:: EXERCISES ::
**a.** From the passage about Deb Greenough, extract everything from "The name, however, offered" down to "totally his choice.".
**b.** In the passage about Deb Greenough, what was the name of the family's Shetland pony?

─── TEXT SEGMENT ───

The name, however, offered no advantage when it came to sticking to the back of a wildly bucking horse. Besides, he adds, there are other family names in rodeo that rival the “Greenough” name. And in one instance, the name proved to be a distinct disadvantage. When Deb was about 10 and all excited to ride in his first kids’ rodeo in Billings, his hopes were crushed when the parents of his pint-sized competitors discovered that his father, Billy, would be judging. They cried foul and Deb was scratched from the competition.
“And I probably woulda been harder on him anyway,” Billy says, smiling.
While Deb followed in the bootsteps of the family before him, he says it was totally his choice.
“Was it dad’s idea? Heck no,” he says. “I was doing something I begged to do since I was a kid.”
Deb still has vivid memories of falling off his first calf at the age of 4. When he cried at the embarrassment, his father told him “Cowboys don’t cry.” He was a bit older when he climbed on the family’s Shetland pony, Cocoa. When the pony got to rearing, his dad told him to “just hang on.”
Deb Greenough on Kesler's Skoal's Snowy River at the 1997 Calgary Stampede. [/caption]
Articles about the Riding Greenoughs frequently refer to Ben’s advice to his children. “Take willy with you,” he’d say as they headed out on the circuit. It was his way of saying, “take your willpower.”
Deb’s parents had similar advice, only in different words. When he first competed as a youngster, his dad’s instructions were simple: “Try.”
“He only said it once,” Deb says. “He never had to say it again.”

─── THE DATA ───

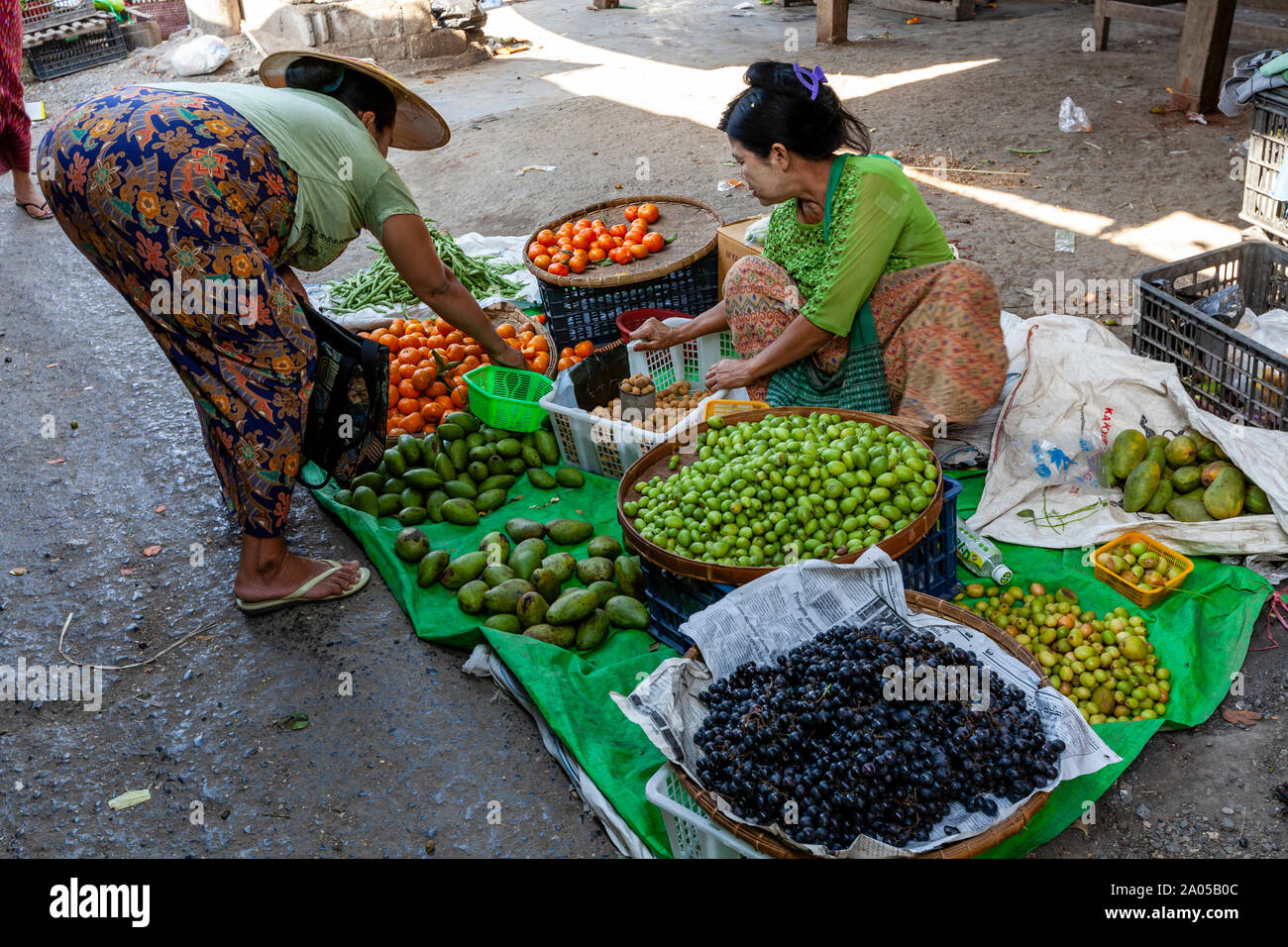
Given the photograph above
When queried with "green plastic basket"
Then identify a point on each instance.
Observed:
(506, 398)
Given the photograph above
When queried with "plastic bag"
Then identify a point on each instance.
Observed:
(200, 55)
(1072, 118)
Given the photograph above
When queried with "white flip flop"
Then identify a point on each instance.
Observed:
(296, 596)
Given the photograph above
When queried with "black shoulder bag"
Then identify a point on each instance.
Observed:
(346, 429)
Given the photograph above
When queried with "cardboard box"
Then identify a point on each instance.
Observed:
(732, 248)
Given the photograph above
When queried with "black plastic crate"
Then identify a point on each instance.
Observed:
(928, 567)
(1265, 158)
(575, 313)
(63, 56)
(1223, 369)
(42, 14)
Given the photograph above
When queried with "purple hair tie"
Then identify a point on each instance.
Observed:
(811, 80)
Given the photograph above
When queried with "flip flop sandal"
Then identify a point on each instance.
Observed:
(296, 596)
(29, 205)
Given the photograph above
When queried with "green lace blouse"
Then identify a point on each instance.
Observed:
(880, 224)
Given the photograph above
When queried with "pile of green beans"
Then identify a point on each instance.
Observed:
(787, 487)
(378, 286)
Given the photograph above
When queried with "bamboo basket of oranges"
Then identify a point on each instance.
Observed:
(429, 357)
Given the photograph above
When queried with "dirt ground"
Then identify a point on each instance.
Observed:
(626, 98)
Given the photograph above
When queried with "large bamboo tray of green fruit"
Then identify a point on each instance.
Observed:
(967, 848)
(657, 463)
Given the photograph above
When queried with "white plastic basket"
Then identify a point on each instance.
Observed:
(688, 361)
(692, 832)
(608, 447)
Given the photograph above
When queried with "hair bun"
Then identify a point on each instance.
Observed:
(780, 76)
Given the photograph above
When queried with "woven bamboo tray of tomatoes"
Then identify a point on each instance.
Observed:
(428, 361)
(618, 240)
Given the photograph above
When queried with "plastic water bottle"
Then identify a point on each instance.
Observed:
(979, 556)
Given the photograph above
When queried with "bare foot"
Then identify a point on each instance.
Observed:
(269, 571)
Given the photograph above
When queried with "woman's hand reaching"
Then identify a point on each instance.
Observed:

───

:: ANSWERS BY ITEM ::
**a.**
The name, however, offered no advantage when it came to sticking to the back of a wildly bucking horse. Besides, he adds, there are other family names in rodeo that rival the “Greenough” name. And in one instance, the name proved to be a distinct disadvantage. When Deb was about 10 and all excited to ride in his first kids’ rodeo in Billings, his hopes were crushed when the parents of his pint-sized competitors discovered that his father, Billy, would be judging. They cried foul and Deb was scratched from the competition.
“And I probably woulda been harder on him anyway,” Billy says, smiling.
While Deb followed in the bootsteps of the family before him, he says it was totally his choice.

**b.** Cocoa